### What to produce
Copy out the entire listing below exactly, but without its pictures.

### Data provided

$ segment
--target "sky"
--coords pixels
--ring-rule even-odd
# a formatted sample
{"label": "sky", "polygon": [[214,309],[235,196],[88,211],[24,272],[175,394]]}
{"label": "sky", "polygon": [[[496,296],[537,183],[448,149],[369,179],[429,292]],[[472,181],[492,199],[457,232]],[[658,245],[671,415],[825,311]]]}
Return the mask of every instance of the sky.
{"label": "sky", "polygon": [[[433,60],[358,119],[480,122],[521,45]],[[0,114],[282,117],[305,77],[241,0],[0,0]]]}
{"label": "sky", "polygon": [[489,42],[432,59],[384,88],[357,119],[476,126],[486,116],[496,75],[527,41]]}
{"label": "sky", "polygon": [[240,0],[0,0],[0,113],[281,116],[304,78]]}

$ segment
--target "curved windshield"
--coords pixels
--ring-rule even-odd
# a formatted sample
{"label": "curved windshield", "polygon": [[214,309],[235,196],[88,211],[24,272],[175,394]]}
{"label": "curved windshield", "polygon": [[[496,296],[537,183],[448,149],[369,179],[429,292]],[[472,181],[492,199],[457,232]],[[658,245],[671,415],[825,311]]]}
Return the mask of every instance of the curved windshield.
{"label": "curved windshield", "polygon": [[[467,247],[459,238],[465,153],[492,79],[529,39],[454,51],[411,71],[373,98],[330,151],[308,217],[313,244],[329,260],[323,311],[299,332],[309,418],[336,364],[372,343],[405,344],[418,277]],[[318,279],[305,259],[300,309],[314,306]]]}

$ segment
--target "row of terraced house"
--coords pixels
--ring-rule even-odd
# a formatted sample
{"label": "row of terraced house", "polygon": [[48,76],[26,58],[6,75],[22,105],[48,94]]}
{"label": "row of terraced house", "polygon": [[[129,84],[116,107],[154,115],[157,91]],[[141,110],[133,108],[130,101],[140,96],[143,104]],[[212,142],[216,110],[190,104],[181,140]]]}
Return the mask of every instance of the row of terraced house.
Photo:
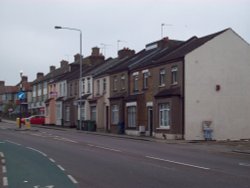
{"label": "row of terraced house", "polygon": [[250,138],[250,48],[230,28],[163,38],[137,53],[124,48],[116,58],[95,47],[82,58],[82,75],[80,58],[37,73],[30,113],[44,114],[49,125],[93,120],[97,131],[135,136],[203,140],[209,125],[215,140]]}

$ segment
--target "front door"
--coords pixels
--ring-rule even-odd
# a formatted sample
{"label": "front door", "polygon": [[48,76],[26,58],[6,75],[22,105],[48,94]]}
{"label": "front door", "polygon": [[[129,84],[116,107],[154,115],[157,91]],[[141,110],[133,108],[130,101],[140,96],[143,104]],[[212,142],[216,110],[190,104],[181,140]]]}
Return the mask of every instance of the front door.
{"label": "front door", "polygon": [[148,131],[149,136],[153,136],[153,108],[148,107]]}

### Your response
$ segment
--target "sky"
--coords pixels
--ring-rule even-odd
# a formatted sample
{"label": "sky", "polygon": [[214,309],[235,196],[88,211],[24,272],[175,394]]}
{"label": "sky", "polygon": [[[496,296],[537,183],[448,149],[369,179],[429,292]],[[472,181],[492,199],[457,232]],[[658,245],[671,415],[825,311]]]}
Return the mask of every instance of the sky.
{"label": "sky", "polygon": [[[433,60],[358,119],[480,122],[521,45]],[[0,114],[282,117],[305,77],[241,0],[0,0]]]}
{"label": "sky", "polygon": [[489,42],[432,59],[384,88],[357,119],[476,126],[486,116],[496,75],[527,41]]}
{"label": "sky", "polygon": [[240,0],[0,0],[0,113],[281,116],[304,78]]}

$ segment
--target "curved windshield"
--coords pixels
--ring-rule even-odd
# a formatted sample
{"label": "curved windshield", "polygon": [[214,309],[235,196],[88,211],[24,272],[175,394]]}
{"label": "curved windshield", "polygon": [[[496,296],[537,183],[448,149],[369,179],[429,292]],[[472,181],[492,199],[457,232]],[[658,245],[671,415],[825,311]]]}
Return the mask of every instance of the curved windshield.
{"label": "curved windshield", "polygon": [[[467,247],[459,238],[465,153],[492,79],[529,39],[454,51],[411,71],[373,98],[330,151],[308,217],[313,244],[329,260],[323,311],[299,332],[309,418],[336,364],[372,343],[405,344],[418,277]],[[318,279],[305,259],[300,309],[314,306]]]}

$ segment
--target "row of terraced house"
--coords pixels
--ring-rule even-odd
# a formatted sample
{"label": "row of terraced house", "polygon": [[48,76],[26,58],[6,75],[22,105],[48,94]]}
{"label": "row of terraced house", "polygon": [[[129,84],[116,107],[154,115],[157,91]],[[141,110],[133,108],[130,101],[140,96],[143,104]],[[212,142],[216,110],[190,104],[181,140]]]}
Return the mask of every instance of the row of terraced house.
Photo:
{"label": "row of terraced house", "polygon": [[250,138],[250,48],[230,28],[163,38],[137,53],[124,48],[116,58],[95,47],[82,58],[82,75],[80,58],[37,73],[30,113],[44,114],[49,125],[93,120],[97,131],[135,136],[203,140],[209,125],[215,140]]}

$ segment
--target "front door"
--coords pixels
--ring-rule even-odd
# a formatted sample
{"label": "front door", "polygon": [[48,76],[26,58],[6,75],[22,105],[48,94]]}
{"label": "front door", "polygon": [[[129,84],[116,107],[154,115],[157,91]],[[141,110],[133,108],[130,101],[140,96],[143,104]],[[212,142],[216,110],[190,104],[181,140]]]}
Return the mask of every instance of the front door.
{"label": "front door", "polygon": [[148,131],[149,136],[153,136],[153,108],[148,107]]}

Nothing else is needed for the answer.